- **Pointing dataset records**:
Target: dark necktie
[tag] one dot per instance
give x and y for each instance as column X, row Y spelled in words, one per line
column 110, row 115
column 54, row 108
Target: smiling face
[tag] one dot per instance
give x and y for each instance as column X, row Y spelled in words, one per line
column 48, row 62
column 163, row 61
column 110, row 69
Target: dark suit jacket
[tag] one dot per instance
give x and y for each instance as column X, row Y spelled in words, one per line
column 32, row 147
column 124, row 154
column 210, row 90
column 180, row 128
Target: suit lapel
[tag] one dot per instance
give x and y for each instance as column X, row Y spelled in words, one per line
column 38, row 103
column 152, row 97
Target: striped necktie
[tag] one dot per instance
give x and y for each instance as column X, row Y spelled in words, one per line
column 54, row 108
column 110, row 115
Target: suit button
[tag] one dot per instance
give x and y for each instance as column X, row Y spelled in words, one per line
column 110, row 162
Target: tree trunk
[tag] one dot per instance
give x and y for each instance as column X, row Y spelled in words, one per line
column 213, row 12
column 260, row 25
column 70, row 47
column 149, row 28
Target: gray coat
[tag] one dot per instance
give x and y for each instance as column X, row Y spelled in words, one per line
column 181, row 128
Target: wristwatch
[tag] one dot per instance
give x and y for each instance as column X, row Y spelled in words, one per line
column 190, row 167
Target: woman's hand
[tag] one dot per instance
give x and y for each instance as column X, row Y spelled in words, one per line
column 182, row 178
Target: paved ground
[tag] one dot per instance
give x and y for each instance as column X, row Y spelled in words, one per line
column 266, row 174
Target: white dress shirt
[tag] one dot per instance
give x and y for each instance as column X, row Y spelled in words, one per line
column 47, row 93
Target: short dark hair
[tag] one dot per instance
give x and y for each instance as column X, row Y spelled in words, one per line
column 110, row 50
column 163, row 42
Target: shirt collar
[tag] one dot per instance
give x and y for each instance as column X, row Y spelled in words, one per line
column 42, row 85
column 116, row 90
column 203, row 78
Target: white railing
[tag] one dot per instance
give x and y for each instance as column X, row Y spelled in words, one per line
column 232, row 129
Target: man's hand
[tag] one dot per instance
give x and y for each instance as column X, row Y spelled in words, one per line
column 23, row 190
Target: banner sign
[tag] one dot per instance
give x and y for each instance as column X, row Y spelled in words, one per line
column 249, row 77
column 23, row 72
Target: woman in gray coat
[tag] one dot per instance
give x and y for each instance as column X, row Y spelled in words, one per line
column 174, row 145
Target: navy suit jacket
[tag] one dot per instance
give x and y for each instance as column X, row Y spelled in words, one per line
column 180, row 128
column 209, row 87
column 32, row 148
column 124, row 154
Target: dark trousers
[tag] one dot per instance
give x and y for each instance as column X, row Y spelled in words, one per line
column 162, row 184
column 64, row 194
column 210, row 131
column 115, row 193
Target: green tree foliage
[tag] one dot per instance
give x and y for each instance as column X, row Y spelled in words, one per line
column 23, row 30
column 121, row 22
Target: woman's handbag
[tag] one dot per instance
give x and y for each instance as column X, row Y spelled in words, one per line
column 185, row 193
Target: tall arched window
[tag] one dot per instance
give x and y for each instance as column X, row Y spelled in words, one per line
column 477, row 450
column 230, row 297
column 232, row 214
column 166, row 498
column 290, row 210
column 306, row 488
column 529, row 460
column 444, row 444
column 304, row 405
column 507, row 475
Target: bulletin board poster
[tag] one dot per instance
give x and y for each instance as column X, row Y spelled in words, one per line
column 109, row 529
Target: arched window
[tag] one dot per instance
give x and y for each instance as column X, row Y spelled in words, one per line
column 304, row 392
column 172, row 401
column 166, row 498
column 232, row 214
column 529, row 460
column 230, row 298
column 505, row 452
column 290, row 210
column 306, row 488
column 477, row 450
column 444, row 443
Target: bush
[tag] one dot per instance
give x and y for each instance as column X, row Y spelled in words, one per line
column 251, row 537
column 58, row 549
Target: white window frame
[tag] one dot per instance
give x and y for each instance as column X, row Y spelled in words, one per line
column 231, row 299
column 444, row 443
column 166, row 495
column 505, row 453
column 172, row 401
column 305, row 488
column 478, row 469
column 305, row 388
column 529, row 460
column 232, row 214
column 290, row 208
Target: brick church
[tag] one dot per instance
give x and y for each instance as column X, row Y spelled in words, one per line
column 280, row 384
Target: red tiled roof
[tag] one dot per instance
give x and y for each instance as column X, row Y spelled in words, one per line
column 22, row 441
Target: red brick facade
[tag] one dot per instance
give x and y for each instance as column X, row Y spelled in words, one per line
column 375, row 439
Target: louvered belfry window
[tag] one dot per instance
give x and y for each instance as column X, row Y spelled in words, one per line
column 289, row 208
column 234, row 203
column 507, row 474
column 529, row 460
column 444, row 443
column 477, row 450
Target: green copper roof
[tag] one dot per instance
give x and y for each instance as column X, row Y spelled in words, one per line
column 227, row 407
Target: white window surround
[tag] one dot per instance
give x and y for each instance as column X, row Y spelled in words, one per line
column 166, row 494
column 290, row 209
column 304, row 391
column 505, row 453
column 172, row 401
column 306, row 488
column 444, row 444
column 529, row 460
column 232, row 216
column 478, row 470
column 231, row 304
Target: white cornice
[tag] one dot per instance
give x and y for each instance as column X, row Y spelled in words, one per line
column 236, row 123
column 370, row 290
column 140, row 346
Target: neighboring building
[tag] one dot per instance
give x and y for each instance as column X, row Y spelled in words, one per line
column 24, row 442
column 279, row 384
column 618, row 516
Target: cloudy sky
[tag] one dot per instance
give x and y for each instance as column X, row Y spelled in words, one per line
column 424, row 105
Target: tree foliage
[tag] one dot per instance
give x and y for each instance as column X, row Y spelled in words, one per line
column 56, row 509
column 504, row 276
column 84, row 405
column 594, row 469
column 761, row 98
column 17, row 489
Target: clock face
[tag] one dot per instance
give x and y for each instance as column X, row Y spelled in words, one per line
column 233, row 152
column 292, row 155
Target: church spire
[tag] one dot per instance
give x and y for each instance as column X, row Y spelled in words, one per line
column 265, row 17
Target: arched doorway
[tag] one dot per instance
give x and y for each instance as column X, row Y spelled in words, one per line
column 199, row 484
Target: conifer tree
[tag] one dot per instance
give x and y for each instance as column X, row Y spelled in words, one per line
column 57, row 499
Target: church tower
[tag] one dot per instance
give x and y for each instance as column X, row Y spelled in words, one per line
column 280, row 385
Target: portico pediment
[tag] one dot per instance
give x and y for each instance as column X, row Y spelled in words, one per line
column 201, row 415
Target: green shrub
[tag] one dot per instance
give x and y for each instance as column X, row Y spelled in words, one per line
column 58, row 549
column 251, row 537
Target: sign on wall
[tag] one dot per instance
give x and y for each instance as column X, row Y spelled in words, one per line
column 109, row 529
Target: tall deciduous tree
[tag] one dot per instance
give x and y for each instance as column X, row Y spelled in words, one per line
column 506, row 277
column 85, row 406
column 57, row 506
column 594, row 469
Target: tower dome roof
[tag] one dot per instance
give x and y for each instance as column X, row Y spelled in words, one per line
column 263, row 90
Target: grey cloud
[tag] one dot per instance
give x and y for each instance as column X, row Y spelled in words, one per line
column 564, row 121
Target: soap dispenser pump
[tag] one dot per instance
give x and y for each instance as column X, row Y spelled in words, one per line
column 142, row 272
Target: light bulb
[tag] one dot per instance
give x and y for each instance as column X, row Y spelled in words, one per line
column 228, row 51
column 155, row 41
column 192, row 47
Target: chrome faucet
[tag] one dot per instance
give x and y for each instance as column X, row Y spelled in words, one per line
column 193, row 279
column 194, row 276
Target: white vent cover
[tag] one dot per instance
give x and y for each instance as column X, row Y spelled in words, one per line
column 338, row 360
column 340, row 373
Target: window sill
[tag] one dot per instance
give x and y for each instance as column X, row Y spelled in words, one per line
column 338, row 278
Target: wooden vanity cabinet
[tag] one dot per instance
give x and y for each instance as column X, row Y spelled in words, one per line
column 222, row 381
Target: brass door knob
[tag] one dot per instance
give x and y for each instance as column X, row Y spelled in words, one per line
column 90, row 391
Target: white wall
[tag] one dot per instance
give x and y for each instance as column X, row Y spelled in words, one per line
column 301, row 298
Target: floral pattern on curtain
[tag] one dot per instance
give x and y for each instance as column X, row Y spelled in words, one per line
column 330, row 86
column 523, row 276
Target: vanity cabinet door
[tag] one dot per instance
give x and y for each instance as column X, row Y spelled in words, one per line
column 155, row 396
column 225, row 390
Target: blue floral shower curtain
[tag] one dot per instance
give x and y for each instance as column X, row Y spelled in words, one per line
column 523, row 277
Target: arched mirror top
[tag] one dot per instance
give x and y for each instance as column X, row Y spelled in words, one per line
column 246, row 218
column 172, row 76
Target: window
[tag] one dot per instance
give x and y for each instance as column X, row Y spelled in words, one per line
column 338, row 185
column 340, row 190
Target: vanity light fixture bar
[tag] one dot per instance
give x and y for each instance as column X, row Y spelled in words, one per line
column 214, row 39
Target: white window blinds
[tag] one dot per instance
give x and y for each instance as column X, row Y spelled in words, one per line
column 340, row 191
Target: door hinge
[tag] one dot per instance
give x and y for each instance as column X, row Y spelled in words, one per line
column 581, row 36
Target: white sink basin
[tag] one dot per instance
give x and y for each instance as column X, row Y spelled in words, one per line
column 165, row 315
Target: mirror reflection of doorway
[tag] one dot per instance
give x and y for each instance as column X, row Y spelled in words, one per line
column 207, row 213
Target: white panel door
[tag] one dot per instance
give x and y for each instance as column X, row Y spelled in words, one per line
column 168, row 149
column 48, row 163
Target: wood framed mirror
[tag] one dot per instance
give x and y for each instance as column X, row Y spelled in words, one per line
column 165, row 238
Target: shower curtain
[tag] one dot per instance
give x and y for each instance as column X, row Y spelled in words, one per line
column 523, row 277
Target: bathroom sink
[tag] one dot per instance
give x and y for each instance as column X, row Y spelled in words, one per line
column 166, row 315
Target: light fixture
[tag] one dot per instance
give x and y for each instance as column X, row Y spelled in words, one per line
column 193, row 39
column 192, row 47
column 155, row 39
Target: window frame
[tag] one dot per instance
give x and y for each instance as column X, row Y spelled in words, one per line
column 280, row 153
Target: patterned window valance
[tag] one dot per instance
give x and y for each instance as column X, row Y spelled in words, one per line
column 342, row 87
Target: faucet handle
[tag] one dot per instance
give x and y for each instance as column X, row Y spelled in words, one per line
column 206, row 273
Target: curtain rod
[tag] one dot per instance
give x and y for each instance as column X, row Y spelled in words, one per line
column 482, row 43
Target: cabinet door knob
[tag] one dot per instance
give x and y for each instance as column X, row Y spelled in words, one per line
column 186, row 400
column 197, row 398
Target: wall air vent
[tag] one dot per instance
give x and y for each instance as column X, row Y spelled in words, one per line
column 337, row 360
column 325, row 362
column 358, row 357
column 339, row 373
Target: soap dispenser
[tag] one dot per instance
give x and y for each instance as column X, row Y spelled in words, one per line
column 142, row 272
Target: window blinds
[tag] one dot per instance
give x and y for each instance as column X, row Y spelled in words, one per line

- **WHAT THIS TASK INVOLVES**:
Set down exactly what runs from the line with "Target: light fixture" to the last line of the data above, including both of those lines and no others.

- **RESULT BELOW**:
Target: light fixture
[tag] one dot per instance
give x and y for each instance as column X, row Y spelled in words, one per line
column 193, row 39
column 192, row 47
column 155, row 39
Target: window frame
[tag] one dot per instance
give x and y for each instance as column X, row Y spelled in words, one per line
column 280, row 153
Target: patterned window valance
[tag] one dot per instance
give x and y for each instance as column X, row Y spelled in words, one per line
column 342, row 87
Target: faucet handle
[tag] one dot per instance
give x and y for each instance as column X, row Y spelled in words, one per line
column 206, row 273
Target: curtain rod
[tag] one dot per instance
give x and y for each instance as column X, row Y spelled in words, one per line
column 482, row 43
Target: cabinet door knob
[tag] one dot per instance
give x and y for each instance as column X, row Y spelled in words, one per line
column 186, row 400
column 197, row 398
Target: wall air vent
[tag] one dot per instance
give x and y for each instance as column X, row Y spelled in words, one per line
column 337, row 360
column 325, row 362
column 358, row 357
column 339, row 373
Target: soap dispenser
[tag] one dot per instance
give x and y for each instance as column X, row Y spelled in words, one per line
column 142, row 272
Target: window blinds
[tag] one dot per instance
give x and y for each instance as column X, row Y spelled in words, one per line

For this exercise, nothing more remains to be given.